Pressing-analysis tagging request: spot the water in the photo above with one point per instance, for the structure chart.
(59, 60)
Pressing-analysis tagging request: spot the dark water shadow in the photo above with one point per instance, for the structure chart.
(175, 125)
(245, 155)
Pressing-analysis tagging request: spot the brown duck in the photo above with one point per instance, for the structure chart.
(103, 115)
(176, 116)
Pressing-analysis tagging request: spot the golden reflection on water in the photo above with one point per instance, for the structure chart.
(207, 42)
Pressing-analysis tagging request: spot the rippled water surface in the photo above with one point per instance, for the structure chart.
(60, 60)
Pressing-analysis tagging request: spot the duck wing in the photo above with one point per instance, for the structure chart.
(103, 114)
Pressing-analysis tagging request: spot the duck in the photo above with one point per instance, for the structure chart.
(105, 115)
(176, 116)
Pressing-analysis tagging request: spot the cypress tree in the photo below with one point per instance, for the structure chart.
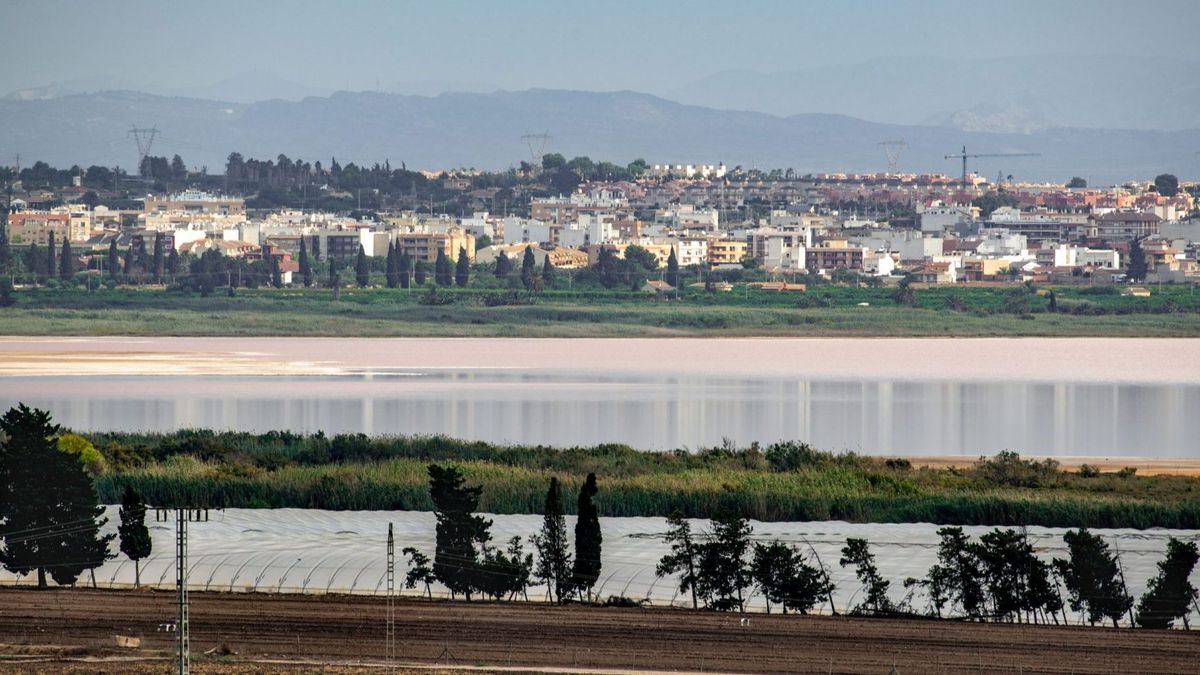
(405, 269)
(5, 246)
(553, 559)
(672, 276)
(52, 514)
(159, 262)
(305, 266)
(588, 538)
(361, 272)
(462, 268)
(528, 263)
(393, 276)
(172, 262)
(66, 262)
(52, 268)
(136, 542)
(113, 260)
(442, 274)
(1137, 268)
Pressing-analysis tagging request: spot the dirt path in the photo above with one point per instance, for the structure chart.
(341, 632)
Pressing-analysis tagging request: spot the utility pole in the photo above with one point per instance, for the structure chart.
(391, 599)
(183, 515)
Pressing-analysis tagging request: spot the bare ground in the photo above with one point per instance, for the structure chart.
(72, 631)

■ ■ ■ ■ ■

• **OBIETTIVO DEL COMPITO**: Riporta come CSV a due colonne, "testo" e "risposta", tutti i record dalla riga che contiene "Pressing-analysis tagging request: spot the golden" fino alla fine, estremi inclusi, con una riga per record, ogni campo tra virgolette e gli a capo sostituiti da spazi. Lascia fuori le immagini.

• **SOLUZIONE PROPOSTA**:
testo,risposta
"Pressing-analysis tagging request: spot the golden reflection on water in the photo above with one point per instance, for the structure chart.","(207, 42)"
"Pressing-analysis tagging request: spot the rippled water surface in the photo above with one point per instance, for the structure chart.","(60, 60)"
"Pressing-analysis tagging request: spot the duck wing in the photo above with one point per instance, for the structure chart.","(103, 114)"
"Pressing-analysis tagging request: spot the duck in the photo above with one point per instance, for the structure chart.","(105, 115) (176, 116)"
"Pressing-analysis tagging request: spot the cypress tree in the photo below with one point per instance, for the structure chart.","(405, 269) (5, 246) (553, 559) (672, 276) (52, 514) (159, 262) (305, 266) (588, 538) (361, 272) (462, 268) (528, 263) (393, 276) (172, 262) (66, 262) (52, 268) (136, 542) (113, 260) (442, 274) (1137, 268)"
"Pressing-analysis tagging request: spot the dirt path in the photo above with one point per instance, for the structure chart.","(341, 632)"
"Pressing-analysis tagging request: spot the utility pole in the photo above with one point per instance, for the structure chart.","(391, 599) (183, 515)"
"Pressing-analysis tagging request: spot the bare ground in the photo above with one point per instance, for the structure chart.","(72, 631)"